Please transcribe the listing below in full and word for word, without its pictures.
# Start of RECORD EXTRACTS
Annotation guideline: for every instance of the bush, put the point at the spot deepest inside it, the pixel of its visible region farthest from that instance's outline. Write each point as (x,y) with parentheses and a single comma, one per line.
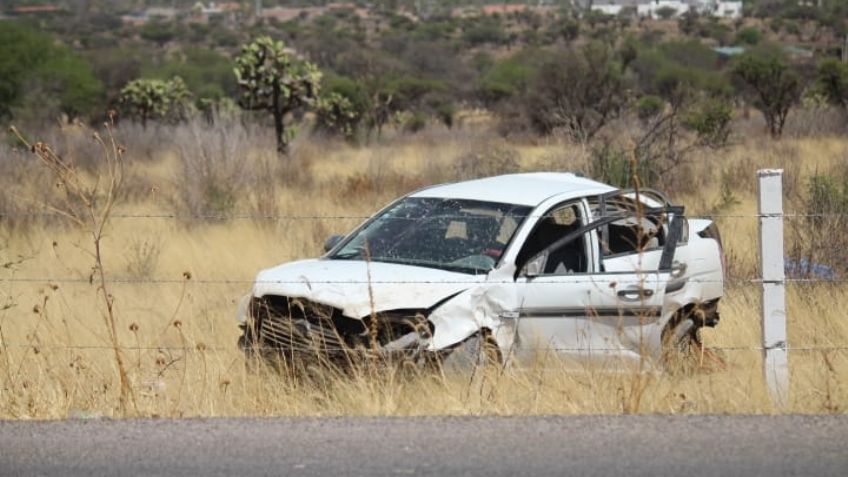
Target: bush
(710,121)
(578,92)
(649,106)
(749,36)
(336,114)
(773,86)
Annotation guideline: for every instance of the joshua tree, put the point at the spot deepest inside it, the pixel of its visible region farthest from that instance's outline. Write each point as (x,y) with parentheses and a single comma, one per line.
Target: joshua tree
(146,99)
(274,78)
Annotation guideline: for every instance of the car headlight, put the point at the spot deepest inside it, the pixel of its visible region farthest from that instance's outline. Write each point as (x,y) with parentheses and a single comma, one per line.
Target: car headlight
(243,310)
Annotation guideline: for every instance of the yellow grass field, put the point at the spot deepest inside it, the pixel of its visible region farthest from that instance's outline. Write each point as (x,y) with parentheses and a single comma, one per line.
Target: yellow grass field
(176,283)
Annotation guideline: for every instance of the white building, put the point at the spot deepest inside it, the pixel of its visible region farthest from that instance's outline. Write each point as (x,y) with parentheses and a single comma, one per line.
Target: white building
(649,8)
(608,8)
(727,9)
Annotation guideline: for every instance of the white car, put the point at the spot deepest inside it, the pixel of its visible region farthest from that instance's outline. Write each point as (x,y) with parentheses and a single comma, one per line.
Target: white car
(525,263)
# End of RECORD EXTRACTS
* _WRITTEN RESPONSE_:
Annotation guideline: for every instance of the bush, put the point at the spot deepest inside it, the pixel of its visible region farthest from that instance's outline. Write each point as (x,y) with parentheses and a single comma, one per line.
Target: bush
(710,121)
(578,92)
(649,106)
(749,36)
(336,114)
(773,86)
Annotation guideline: for every instance of the joshua tree, put the point at the spot deepest inside it, the pixel of its visible region farthest from that instance's outline. Write each point as (x,y) with parentheses and a single comma, one per line.
Target: joshua tree
(146,99)
(274,78)
Annotation guideline: for every instance of the car headlight, put the point at the spot deepest inside it, the pixel of its visible region farthest from that instance's outline. Write each point as (x,y) with parentheses and a single comma, one per line.
Target: car headlight
(243,310)
Annotation guideline: for every instance of the yellow grass field, put the point at the spot deepest inside it, the pixel of its visible region farthest from that instance's outline. Write each point as (x,y) with parentheses and a single comma, one per line.
Target: yellow grass field
(176,283)
Annotation guideline: for every instance of the white building, put the point at the spot deepest inside it, the pixel of its visible region farthest from that instance's outline. Write each point as (x,y) with parentheses and a single comma, one per line.
Target: white building
(649,8)
(608,8)
(727,9)
Annotation guideline: for every instance of the white car, put the point at the spot deepest inside it, the pixel of its visible region farthest from that instance's outline. Write each point as (x,y) with parentheses and a single comma, one per line.
Target: white car
(525,263)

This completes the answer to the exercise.